▼

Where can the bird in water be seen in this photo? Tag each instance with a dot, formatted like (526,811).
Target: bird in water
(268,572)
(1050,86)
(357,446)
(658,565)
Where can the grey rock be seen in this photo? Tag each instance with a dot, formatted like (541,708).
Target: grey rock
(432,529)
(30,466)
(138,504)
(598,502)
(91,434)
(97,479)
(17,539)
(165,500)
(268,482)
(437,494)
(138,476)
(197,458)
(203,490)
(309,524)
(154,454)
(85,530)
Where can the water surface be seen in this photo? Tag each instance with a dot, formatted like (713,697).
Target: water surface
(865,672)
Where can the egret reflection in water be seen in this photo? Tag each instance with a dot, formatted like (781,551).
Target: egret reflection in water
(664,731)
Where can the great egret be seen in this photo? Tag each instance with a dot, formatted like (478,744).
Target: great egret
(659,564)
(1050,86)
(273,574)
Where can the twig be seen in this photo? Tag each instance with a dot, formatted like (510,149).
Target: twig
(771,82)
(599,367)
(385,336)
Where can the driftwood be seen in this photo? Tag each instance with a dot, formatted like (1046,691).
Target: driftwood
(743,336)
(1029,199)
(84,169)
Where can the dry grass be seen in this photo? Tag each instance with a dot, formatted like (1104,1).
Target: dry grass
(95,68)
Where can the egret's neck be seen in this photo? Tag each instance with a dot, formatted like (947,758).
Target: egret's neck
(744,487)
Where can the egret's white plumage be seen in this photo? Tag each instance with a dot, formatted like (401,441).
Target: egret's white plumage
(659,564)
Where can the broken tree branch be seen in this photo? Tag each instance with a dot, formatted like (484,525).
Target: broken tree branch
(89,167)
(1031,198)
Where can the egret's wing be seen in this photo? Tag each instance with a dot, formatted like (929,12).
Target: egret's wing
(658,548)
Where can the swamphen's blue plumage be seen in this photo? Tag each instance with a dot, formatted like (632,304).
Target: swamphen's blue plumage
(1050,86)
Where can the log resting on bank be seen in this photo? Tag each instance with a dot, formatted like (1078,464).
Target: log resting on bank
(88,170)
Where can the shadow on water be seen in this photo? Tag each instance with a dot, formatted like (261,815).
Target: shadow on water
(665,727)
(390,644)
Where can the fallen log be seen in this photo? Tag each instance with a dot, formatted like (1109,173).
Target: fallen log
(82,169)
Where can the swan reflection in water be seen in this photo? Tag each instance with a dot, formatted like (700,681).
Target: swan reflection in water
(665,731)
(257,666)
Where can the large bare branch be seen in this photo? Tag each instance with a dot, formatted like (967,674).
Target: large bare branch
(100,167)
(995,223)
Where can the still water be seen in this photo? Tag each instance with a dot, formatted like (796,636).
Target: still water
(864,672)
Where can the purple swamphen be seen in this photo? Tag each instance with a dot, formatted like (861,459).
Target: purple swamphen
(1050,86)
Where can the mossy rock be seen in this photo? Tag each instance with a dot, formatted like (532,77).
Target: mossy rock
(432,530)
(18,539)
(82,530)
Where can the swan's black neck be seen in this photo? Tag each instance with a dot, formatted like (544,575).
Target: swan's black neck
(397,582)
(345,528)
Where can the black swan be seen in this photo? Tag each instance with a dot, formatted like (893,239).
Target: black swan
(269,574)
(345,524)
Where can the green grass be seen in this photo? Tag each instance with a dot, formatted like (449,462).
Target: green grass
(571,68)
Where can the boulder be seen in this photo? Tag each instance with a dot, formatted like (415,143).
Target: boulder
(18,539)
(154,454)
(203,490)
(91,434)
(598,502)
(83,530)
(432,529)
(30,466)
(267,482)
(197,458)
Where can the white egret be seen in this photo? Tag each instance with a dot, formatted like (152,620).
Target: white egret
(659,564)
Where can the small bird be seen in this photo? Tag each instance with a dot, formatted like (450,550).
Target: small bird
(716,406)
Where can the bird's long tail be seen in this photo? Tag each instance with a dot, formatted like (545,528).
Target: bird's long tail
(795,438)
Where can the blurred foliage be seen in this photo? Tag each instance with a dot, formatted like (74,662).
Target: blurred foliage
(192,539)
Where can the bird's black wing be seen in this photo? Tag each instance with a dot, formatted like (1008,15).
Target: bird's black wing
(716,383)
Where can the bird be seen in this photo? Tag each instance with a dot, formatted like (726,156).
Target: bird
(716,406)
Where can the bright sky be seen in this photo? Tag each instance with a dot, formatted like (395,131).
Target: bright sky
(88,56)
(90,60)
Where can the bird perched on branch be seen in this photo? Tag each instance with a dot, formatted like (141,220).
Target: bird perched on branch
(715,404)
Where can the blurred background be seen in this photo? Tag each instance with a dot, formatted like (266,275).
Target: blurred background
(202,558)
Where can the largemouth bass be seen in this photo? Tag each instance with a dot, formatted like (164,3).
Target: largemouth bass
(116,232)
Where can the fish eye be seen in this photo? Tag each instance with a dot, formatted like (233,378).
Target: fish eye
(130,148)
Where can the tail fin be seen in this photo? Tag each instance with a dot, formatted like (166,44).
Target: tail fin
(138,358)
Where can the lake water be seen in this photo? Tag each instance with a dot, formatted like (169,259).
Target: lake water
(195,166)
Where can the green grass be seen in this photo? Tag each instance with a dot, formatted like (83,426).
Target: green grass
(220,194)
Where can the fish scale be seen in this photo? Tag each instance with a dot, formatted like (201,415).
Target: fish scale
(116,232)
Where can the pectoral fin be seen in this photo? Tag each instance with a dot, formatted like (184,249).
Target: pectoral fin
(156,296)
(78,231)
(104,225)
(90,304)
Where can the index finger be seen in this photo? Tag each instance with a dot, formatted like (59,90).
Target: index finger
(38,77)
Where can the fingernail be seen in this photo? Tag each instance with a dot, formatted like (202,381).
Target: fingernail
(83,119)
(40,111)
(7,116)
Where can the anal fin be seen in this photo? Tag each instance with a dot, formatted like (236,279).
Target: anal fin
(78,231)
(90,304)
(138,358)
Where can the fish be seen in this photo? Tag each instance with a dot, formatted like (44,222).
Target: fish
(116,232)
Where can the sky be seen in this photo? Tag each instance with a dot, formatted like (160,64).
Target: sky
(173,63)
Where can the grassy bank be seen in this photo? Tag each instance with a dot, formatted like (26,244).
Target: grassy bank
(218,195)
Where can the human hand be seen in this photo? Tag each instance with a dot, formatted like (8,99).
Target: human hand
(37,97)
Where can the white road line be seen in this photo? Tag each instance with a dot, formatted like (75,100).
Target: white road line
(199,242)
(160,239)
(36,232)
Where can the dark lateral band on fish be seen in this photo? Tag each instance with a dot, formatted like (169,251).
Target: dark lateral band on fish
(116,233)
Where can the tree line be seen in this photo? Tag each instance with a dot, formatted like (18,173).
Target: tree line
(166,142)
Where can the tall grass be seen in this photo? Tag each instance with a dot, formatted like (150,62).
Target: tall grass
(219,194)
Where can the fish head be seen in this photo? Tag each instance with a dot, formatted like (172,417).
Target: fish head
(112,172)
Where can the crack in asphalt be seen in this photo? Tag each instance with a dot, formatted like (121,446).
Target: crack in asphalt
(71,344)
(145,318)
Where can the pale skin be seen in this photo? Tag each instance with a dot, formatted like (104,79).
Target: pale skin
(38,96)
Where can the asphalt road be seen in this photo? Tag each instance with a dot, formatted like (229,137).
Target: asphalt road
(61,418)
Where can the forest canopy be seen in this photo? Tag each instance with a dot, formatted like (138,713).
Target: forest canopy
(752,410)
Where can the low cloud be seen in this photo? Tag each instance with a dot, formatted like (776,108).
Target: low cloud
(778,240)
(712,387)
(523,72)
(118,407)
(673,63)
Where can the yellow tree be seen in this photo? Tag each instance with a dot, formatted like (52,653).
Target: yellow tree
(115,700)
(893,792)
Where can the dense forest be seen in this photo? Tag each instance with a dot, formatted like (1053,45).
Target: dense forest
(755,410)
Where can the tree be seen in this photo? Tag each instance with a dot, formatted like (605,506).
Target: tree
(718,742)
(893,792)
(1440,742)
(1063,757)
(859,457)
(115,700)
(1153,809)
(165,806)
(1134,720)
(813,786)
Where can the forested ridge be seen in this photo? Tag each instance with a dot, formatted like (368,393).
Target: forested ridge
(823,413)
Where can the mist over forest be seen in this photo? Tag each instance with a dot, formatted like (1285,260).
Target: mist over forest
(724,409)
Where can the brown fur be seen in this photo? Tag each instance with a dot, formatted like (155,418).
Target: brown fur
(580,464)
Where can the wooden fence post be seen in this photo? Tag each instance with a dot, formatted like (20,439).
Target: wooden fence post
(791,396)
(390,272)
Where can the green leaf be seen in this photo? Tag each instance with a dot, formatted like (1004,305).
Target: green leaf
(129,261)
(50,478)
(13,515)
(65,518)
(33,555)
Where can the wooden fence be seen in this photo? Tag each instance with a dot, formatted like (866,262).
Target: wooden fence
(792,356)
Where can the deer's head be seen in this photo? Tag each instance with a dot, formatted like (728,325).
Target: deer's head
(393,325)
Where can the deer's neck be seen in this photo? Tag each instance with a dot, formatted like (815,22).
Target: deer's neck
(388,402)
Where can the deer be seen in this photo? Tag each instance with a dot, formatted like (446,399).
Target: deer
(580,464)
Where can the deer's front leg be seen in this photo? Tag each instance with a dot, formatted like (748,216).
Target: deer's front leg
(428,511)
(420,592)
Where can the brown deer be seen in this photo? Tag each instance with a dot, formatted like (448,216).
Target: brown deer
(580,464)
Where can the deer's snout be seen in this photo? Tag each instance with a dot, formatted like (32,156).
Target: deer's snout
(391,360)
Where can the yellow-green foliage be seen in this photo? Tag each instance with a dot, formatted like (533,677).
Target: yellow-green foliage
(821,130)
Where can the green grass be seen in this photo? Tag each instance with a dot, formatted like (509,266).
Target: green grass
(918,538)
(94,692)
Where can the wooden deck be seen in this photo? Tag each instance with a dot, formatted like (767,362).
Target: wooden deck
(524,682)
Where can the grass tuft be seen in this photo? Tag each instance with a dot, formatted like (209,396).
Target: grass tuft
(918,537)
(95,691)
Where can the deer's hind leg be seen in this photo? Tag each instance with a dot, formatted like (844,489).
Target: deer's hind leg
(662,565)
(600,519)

▲

* PROBLEM TO SOLVE *
Produce an exact repeat of the lines from the one containing "Where can the deer's neck" through the last line of the data, and nothing more.

* FULL OUTPUT *
Where can the deer's neck be seen in this photo? Tag each instance with a dot, formatted like (815,22).
Target: deer's neck
(388,402)
Where can the deer be seen in this photo? Tag each instance with a dot, formatted like (446,399).
Target: deer
(580,464)
Where can the deer's front leg be seen in this photo? Tag each instance with a dot, formatted like (748,216).
Target: deer's front leg
(428,511)
(420,592)
Where can the brown deer be seen in this photo? Tag each instance with a dot, formatted like (448,216).
Target: brown deer
(580,464)
Where can the deer's snout be seen in this photo? Tag each instance with a dot, formatted like (32,156).
Target: deer's snout
(391,360)
Where can the yellow-green foliage be seen in this photo? Tag each instance with a dot, formatted like (533,677).
Target: yellow-green foliage
(821,130)
Where can the green grass be seen in this photo? Tag each instance with a dot, formatted like (509,266).
Target: green grass
(918,538)
(94,692)
Where can the wooden deck be seen in this photo? Tag each instance with a dot, formatted like (767,362).
Target: wooden deck
(524,682)
Where can the grass tuft be seen in this photo? Tag each instance with a dot, formatted like (209,396).
Target: grass tuft
(918,537)
(95,691)
Where can the deer's hind leg be seen in this photo? Tag each instance with a dot, formatted like (844,489).
Target: deer's hind leg
(662,565)
(600,519)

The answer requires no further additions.